── Reading passage

Why does the marked line is outputting garbage values?
#include<iostream>
#include<stdio.h>
#include<string>
using namespace std;
void match(string st1,string st2)
{
for(int i=0;i<st1.length();i++)
{
cout<<"Why this value is garbage "<<(i-st1.length()-1)<<"\t";
// this expression gives wrong values ^^^^^^^^^^^^^^^
}
}
int main()
{
string st1,st2;
cout<<"Enter the required string\n";
cin>>st1>>st2;
match(st1,st2);
return 0;
}
imagine a string "foo":
i-st1.length()-1 means:
when i is 0:
0 - 3 = -3
- 1 = -4
but st1.length() is a size_t, which is unsigned, so all terms in the expression are promoted to unsigned values.
(unsigned)0 - (unsigned)3 = 0xfffffffffffffffd
- 1 = 0xfffffffffffffffc
= 18446744073709551612
The problem is that i is an int value, while string::length will return you a size_t value. The first one is a signed value, while the second is unsigned. One way to prevent this is to cast your st1.length() as an int, so all the elements in your operation are signed values. You will then get the value you are looking for.

────
── Data provided

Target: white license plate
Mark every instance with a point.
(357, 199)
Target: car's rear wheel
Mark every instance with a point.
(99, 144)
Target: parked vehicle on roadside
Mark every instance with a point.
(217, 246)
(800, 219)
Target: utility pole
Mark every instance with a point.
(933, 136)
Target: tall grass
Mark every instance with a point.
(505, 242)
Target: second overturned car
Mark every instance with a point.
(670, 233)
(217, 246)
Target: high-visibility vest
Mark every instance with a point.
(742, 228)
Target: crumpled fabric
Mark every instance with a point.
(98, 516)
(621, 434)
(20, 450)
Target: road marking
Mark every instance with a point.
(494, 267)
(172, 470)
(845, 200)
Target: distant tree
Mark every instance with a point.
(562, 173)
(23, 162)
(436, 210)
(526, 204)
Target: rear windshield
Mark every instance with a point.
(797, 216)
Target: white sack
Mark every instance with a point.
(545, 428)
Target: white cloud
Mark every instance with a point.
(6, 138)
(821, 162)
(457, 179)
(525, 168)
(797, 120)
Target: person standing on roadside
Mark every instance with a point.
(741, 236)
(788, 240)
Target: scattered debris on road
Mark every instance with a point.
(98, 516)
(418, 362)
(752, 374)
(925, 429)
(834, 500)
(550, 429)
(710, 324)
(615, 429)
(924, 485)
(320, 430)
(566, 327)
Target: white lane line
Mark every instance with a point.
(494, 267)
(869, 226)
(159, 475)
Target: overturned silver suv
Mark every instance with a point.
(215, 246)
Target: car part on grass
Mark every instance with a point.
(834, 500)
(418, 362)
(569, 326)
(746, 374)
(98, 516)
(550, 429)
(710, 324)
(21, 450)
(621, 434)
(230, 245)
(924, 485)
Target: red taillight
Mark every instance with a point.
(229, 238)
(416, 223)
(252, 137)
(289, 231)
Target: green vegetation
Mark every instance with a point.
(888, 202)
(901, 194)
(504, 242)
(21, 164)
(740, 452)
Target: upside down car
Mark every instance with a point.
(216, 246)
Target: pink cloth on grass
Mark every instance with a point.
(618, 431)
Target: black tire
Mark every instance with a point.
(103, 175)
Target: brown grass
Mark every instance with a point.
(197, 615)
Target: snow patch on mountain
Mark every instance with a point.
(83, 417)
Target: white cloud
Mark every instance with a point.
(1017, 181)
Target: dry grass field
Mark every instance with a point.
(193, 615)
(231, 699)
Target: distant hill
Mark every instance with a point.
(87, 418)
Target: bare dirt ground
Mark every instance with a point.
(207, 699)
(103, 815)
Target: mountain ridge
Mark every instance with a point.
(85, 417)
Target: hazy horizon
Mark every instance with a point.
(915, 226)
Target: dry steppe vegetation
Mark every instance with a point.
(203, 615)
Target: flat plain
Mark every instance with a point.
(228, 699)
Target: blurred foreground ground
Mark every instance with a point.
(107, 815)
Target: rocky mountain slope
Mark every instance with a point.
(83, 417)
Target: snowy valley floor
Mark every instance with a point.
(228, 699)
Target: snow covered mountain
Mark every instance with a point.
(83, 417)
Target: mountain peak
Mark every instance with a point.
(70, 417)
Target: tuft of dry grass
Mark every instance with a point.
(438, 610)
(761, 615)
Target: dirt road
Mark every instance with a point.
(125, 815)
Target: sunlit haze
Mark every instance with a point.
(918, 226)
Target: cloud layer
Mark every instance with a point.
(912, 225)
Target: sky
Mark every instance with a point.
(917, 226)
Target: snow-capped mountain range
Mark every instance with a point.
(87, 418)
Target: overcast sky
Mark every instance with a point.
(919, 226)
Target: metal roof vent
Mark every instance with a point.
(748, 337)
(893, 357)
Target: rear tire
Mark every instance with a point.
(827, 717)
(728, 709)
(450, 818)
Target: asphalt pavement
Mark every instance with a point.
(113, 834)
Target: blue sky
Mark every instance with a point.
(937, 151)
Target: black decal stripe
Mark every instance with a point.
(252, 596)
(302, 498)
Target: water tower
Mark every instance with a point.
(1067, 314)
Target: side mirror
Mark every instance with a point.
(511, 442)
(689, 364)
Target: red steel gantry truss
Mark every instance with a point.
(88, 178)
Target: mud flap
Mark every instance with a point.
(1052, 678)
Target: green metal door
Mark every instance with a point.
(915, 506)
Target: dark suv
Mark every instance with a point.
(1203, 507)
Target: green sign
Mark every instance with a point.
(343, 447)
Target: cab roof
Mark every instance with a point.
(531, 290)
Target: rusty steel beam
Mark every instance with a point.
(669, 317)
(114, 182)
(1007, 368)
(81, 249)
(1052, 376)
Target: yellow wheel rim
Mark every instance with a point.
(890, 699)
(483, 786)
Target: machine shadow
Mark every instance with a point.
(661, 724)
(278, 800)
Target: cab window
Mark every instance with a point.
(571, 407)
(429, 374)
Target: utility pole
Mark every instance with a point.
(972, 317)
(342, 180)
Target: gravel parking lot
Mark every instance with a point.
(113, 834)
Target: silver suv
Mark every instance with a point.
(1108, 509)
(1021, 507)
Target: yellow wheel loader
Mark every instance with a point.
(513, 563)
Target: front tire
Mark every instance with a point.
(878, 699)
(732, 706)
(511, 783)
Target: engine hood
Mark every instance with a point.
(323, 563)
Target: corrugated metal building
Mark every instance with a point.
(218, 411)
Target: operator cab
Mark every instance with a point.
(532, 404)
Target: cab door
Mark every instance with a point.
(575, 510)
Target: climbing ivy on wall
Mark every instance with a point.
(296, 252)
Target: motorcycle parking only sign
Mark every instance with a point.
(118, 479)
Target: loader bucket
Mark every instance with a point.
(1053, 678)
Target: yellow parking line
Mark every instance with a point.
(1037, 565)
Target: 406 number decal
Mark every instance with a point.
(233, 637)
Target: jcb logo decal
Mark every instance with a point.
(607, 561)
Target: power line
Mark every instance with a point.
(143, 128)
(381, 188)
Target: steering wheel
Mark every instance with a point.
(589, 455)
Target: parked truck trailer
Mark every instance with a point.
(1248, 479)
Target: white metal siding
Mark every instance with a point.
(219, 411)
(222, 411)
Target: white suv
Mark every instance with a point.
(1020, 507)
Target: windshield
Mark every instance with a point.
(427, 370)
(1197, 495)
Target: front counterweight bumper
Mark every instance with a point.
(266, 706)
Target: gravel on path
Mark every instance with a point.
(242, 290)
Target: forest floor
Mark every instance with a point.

────

## What is asked
1/ In the C++ thread about garbage output, condense the paragraph beginning "The problem is that i is an int value" into a short bulleted list that keeps its main facts.
2/ Resume the C++ thread about garbage output from the end of its final sentence.

## Task-by-task outputs
1/
- `i` is a signed `int`, but `string::length` returns an unsigned `size_t`.
- Casting `st1.length()` to `int` makes every operand signed, so the expression gives the expected value.

2/
i-(int)st1.length()-1
This is not garbage, you are implicitly converting/promoting a signed type (i is signed int) to an 'unsigned' one (the return type of length() is size_t which is unsigned).
It happens implicitly because an unsigned type is more powerful than a signed one. This is a common source of bugs in the C/C++ world.
This is what you need to modify:
cout<<" **NOT** garbage "<<(i-(int)st1.length()-1)<<"\t"<<endl;
Happy programming!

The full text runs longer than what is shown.